EXERCISE PROMPT –
Output all entries verbatim. Skip pictures.

--- MATERIAL SHOWN ---

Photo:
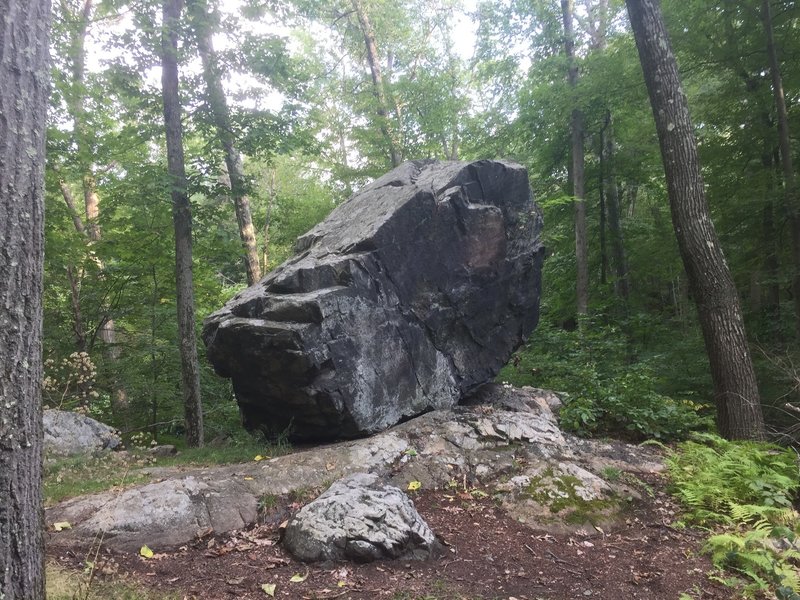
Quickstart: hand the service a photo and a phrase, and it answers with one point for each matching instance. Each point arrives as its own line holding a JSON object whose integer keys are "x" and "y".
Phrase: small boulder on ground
{"x": 68, "y": 433}
{"x": 362, "y": 519}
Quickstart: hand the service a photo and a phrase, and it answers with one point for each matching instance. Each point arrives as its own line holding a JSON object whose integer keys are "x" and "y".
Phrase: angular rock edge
{"x": 360, "y": 518}
{"x": 409, "y": 295}
{"x": 471, "y": 443}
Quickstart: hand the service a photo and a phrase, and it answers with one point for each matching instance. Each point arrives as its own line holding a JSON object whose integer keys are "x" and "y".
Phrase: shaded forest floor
{"x": 488, "y": 556}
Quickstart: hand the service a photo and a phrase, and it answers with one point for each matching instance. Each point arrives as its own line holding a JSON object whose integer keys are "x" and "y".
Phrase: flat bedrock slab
{"x": 360, "y": 518}
{"x": 476, "y": 444}
{"x": 410, "y": 294}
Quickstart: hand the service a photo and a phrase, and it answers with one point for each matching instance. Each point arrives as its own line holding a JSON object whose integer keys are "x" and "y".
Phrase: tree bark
{"x": 215, "y": 96}
{"x": 182, "y": 221}
{"x": 379, "y": 88}
{"x": 735, "y": 388}
{"x": 576, "y": 129}
{"x": 24, "y": 93}
{"x": 621, "y": 284}
{"x": 789, "y": 181}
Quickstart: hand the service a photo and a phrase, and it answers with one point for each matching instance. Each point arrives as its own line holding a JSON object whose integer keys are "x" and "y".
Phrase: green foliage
{"x": 713, "y": 478}
{"x": 608, "y": 397}
{"x": 748, "y": 488}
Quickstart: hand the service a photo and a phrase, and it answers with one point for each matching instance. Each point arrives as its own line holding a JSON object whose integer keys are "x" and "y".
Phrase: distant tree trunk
{"x": 215, "y": 96}
{"x": 182, "y": 221}
{"x": 621, "y": 284}
{"x": 377, "y": 82}
{"x": 91, "y": 199}
{"x": 789, "y": 181}
{"x": 576, "y": 127}
{"x": 24, "y": 94}
{"x": 735, "y": 388}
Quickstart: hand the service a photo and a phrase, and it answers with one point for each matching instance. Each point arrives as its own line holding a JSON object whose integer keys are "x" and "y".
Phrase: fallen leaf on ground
{"x": 269, "y": 589}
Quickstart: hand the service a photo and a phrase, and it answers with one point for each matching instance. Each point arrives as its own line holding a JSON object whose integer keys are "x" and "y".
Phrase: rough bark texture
{"x": 735, "y": 388}
{"x": 789, "y": 181}
{"x": 576, "y": 129}
{"x": 377, "y": 82}
{"x": 24, "y": 91}
{"x": 182, "y": 221}
{"x": 215, "y": 96}
{"x": 620, "y": 262}
{"x": 406, "y": 297}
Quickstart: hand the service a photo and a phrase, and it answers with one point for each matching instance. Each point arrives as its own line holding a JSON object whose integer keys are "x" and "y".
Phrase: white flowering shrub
{"x": 69, "y": 384}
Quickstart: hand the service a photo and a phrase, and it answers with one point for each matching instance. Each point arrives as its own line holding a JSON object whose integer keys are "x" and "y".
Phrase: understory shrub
{"x": 606, "y": 391}
{"x": 744, "y": 492}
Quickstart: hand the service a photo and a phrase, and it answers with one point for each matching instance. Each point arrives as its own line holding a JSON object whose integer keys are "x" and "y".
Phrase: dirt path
{"x": 489, "y": 555}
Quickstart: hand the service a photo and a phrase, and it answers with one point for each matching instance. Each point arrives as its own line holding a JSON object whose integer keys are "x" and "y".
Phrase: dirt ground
{"x": 488, "y": 556}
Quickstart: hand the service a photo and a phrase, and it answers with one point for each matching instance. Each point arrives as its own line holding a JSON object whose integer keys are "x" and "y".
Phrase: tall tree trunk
{"x": 379, "y": 88}
{"x": 91, "y": 199}
{"x": 789, "y": 181}
{"x": 735, "y": 388}
{"x": 621, "y": 284}
{"x": 182, "y": 221}
{"x": 215, "y": 96}
{"x": 576, "y": 127}
{"x": 24, "y": 93}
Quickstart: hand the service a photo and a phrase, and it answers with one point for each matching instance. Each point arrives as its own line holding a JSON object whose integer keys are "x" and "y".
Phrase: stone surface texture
{"x": 410, "y": 294}
{"x": 68, "y": 433}
{"x": 512, "y": 435}
{"x": 360, "y": 518}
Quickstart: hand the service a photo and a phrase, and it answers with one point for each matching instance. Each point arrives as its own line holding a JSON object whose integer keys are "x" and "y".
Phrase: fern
{"x": 748, "y": 489}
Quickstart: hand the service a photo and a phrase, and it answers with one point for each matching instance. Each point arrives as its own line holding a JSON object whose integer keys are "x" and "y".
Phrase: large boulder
{"x": 362, "y": 519}
{"x": 68, "y": 433}
{"x": 410, "y": 294}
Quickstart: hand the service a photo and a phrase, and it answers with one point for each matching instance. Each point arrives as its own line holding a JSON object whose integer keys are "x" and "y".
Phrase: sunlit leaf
{"x": 269, "y": 589}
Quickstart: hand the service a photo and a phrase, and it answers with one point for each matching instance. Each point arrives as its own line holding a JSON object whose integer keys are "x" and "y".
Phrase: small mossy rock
{"x": 68, "y": 434}
{"x": 360, "y": 518}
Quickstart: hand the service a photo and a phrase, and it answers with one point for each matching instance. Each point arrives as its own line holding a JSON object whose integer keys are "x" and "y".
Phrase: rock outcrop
{"x": 410, "y": 294}
{"x": 360, "y": 518}
{"x": 512, "y": 435}
{"x": 68, "y": 433}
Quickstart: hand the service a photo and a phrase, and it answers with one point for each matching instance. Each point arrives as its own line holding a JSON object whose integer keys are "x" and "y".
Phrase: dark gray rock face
{"x": 361, "y": 519}
{"x": 410, "y": 294}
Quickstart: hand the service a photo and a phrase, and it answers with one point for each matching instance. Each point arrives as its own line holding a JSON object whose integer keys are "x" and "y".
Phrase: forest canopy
{"x": 286, "y": 109}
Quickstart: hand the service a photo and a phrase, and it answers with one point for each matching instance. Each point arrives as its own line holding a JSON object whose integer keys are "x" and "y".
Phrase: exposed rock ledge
{"x": 514, "y": 443}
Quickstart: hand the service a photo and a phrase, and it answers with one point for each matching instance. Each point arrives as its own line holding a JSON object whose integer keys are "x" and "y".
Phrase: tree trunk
{"x": 91, "y": 199}
{"x": 24, "y": 93}
{"x": 215, "y": 96}
{"x": 182, "y": 221}
{"x": 576, "y": 127}
{"x": 621, "y": 284}
{"x": 377, "y": 83}
{"x": 735, "y": 388}
{"x": 789, "y": 181}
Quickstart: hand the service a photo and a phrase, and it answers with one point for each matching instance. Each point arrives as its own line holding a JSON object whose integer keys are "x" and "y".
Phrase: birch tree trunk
{"x": 215, "y": 96}
{"x": 735, "y": 388}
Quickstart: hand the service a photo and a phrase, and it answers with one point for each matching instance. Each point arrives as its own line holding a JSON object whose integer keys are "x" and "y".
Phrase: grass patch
{"x": 76, "y": 476}
{"x": 68, "y": 585}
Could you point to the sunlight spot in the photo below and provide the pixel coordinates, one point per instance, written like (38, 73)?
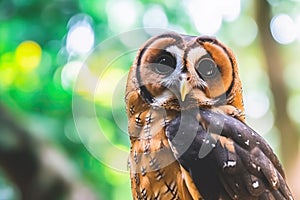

---

WRITTEN SOLUTION –
Photo:
Quickstart: hand the service a photo and a phrase, and it answers with one point for each matching instance. Each point arrives as its own line holding a JSON object whose integer keys are "x" and "y".
Phrase: small boulder on ground
{"x": 68, "y": 433}
{"x": 362, "y": 519}
Quickstart: hand the service a photo and a phrase, and it answers with one point for each matching instance. Each point arrives as its own line holding a JSON object whose integer keys are "x" and "y".
Phrase: angular rock edge
{"x": 360, "y": 518}
{"x": 409, "y": 295}
{"x": 471, "y": 443}
Quickstart: hand the service a photo and a phrase, and it answers with one point for each matching instance. Each point arrives as its own line holding a JSON object whose integer keys are "x" and "y".
Phrase: shaded forest floor
{"x": 488, "y": 556}
Quickstart: hand the service a photo and a phrase, and it answers with one point for each matching instance. Each point arrives as its own line holding a JSON object whose integer keys are "x" and "y".
Phrase: flat bedrock slab
{"x": 360, "y": 518}
{"x": 476, "y": 444}
{"x": 410, "y": 294}
Quickstart: hand the service a photo and a phrase, and it answers with one point for each matching instance. Each point arrives as its own line holding a JSON object whose integer keys are "x" and "y".
Phrase: tree bark
{"x": 215, "y": 96}
{"x": 182, "y": 221}
{"x": 379, "y": 88}
{"x": 735, "y": 388}
{"x": 576, "y": 129}
{"x": 24, "y": 93}
{"x": 621, "y": 284}
{"x": 789, "y": 181}
Quickstart: hand the service a photo and a phrase, and it answers with one point for each matching instance. Each point arrives as its own line holding a JSON object whose integer keys are "x" and "y".
Phrase: green foliage
{"x": 713, "y": 478}
{"x": 608, "y": 397}
{"x": 748, "y": 488}
Quickstart: hand the service a photo and a phrase, and it answers with one point for each matching instance. Each point arrives as its own line holding a JSON object whose integer keys are "x" and "y".
Phrase: distant tree trunk
{"x": 215, "y": 96}
{"x": 182, "y": 221}
{"x": 621, "y": 284}
{"x": 377, "y": 82}
{"x": 91, "y": 199}
{"x": 789, "y": 181}
{"x": 576, "y": 127}
{"x": 24, "y": 94}
{"x": 735, "y": 388}
Quickstart: hand the service a photo and a phrase, and it answers with one point for each matching instance. Each point arrives as its own line holding a JSON object whose integer keys are "x" and "y".
Phrase: fallen leaf on ground
{"x": 269, "y": 589}
Quickstart: hand the service a photo and a phrase, and it answers with one point for each matching instance. Each point arrives as its own line holding a JSON object whose integer keys are "x" and "y".
Phrase: rough bark texture
{"x": 735, "y": 388}
{"x": 789, "y": 181}
{"x": 576, "y": 129}
{"x": 377, "y": 82}
{"x": 24, "y": 91}
{"x": 182, "y": 221}
{"x": 215, "y": 96}
{"x": 620, "y": 262}
{"x": 406, "y": 297}
Quickstart: hand the service a photo and a phrase, and it answers with one point for each matching instance. Each point arrives as its own line holding a JSON object whose integer keys are "x" and "y".
Phrase: white flowering shrub
{"x": 69, "y": 384}
Quickstart: hand the service a photo and a phrase, and it answers with one point for each matching instance. Each point arrives as its own line holding a JSON object whose integer keys are "x" and "y".
Phrase: understory shrub
{"x": 606, "y": 391}
{"x": 744, "y": 492}
Quickstart: hand the service a photo and a phrase, and it answers with one point for each matching instance. Each point arrives as its own line holding a JSON object whose integer keys are "x" and "y".
Phrase: dirt path
{"x": 489, "y": 555}
Quickstart: hand the service a photo and a phrase, and it answers with one point for each matching instance. Each point arrives as its own line holding a JSON object whose integer keys are "x" and "y".
Phrase: dirt ground
{"x": 488, "y": 556}
Quickstart: hand the service a photo and a phrase, and it answers with one point for each matching instance. Each point arrives as its own line holding a JSON object whose integer keys are "x" and "y".
Phrase: tall tree trunk
{"x": 379, "y": 88}
{"x": 91, "y": 199}
{"x": 789, "y": 181}
{"x": 735, "y": 388}
{"x": 621, "y": 284}
{"x": 182, "y": 221}
{"x": 215, "y": 96}
{"x": 576, "y": 127}
{"x": 24, "y": 93}
Quickstart: hand the service a photo and a phrase, and it answers with one point for each matching instance. Each point arrives as its own line holding a JSON object whose integer keys are "x" and "y".
Phrase: stone surface texture
{"x": 410, "y": 294}
{"x": 68, "y": 433}
{"x": 512, "y": 435}
{"x": 360, "y": 518}
Quickstart: hand the service a photo and a phrase, and it answers with one point for each matching instance. Each point arrives as its own line holding a JSON object whose integer keys are "x" and "y".
Phrase: fern
{"x": 748, "y": 489}
Quickstart: hand the service a photo and a phrase, and it answers with one point for each matching instance. Each point arrives as its own line holding a JSON object whose integer keys are "x" and "y".
Phrase: large boulder
{"x": 362, "y": 519}
{"x": 68, "y": 433}
{"x": 410, "y": 294}
Quickstart: hand the service a photo and a phrase, and it answers with one point for each matching instance. Each point arrives as its own line holding a JSON object whose integer keys are "x" and "y".
Phrase: sunlit leaf
{"x": 269, "y": 589}
Quickstart: hand the service a photo and a phrase, and it answers with one point for each matching instance. Each point arrives as its own line holding a JSON object whose integer keys are "x" and "y".
Phrase: small mossy rock
{"x": 68, "y": 434}
{"x": 360, "y": 518}
Quickstart: hand the service a photo and a phrase, and it answers with one point for each matching instance. Each point arrives as its own line holding a JSON object whose integer keys are "x" and "y".
Phrase: rock outcrop
{"x": 410, "y": 294}
{"x": 360, "y": 518}
{"x": 512, "y": 435}
{"x": 68, "y": 433}
Quickstart: hand the service a photo and a phrase, and it answers with one point for each matching instance. Each point arrives as its own line holding a JSON object whose integer keys are "x" and "y".
Phrase: dark gray rock face
{"x": 361, "y": 519}
{"x": 410, "y": 294}
Quickstart: hand the service a photo and a phrase, and it answers with one point for each matching instance. Each point arrives as its own line holding a JSON object whose integer keys are "x" and "y".
Phrase: forest canopy
{"x": 286, "y": 109}
Quickstart: hand the service a photo and a phrase, and it answers with one point for each matching instance. Each point arrives as its own line holding a JSON object whose integer keys are "x" and "y".
Phrase: exposed rock ledge
{"x": 514, "y": 443}
Quickstart: hand the service a photo and a phrase, and it answers with one point for each matching instance. Each point arrives as its own line holding a JSON object whose integer keys are "x" and "y".
Phrase: tree trunk
{"x": 91, "y": 199}
{"x": 24, "y": 93}
{"x": 215, "y": 96}
{"x": 182, "y": 221}
{"x": 576, "y": 127}
{"x": 621, "y": 284}
{"x": 377, "y": 83}
{"x": 735, "y": 388}
{"x": 789, "y": 181}
Quickstart: hand the service a photo and a phrase, and it answers with one point for each matching instance. Each point arrives as its own line holding a JSON object whose integer keys are "x" and "y".
Phrase: birch tree trunk
{"x": 215, "y": 96}
{"x": 735, "y": 388}
Quickstart: hand the service a photo and a phrase, and it answers with one point for each matching instance. Each point arrives as its own line holding a JSON object whose integer keys are "x" and "y".
Phrase: grass patch
{"x": 76, "y": 476}
{"x": 68, "y": 585}
Could you point to the sunlight spot in the photo below and provide the pixel coordinates, one point per instance, written like (38, 73)?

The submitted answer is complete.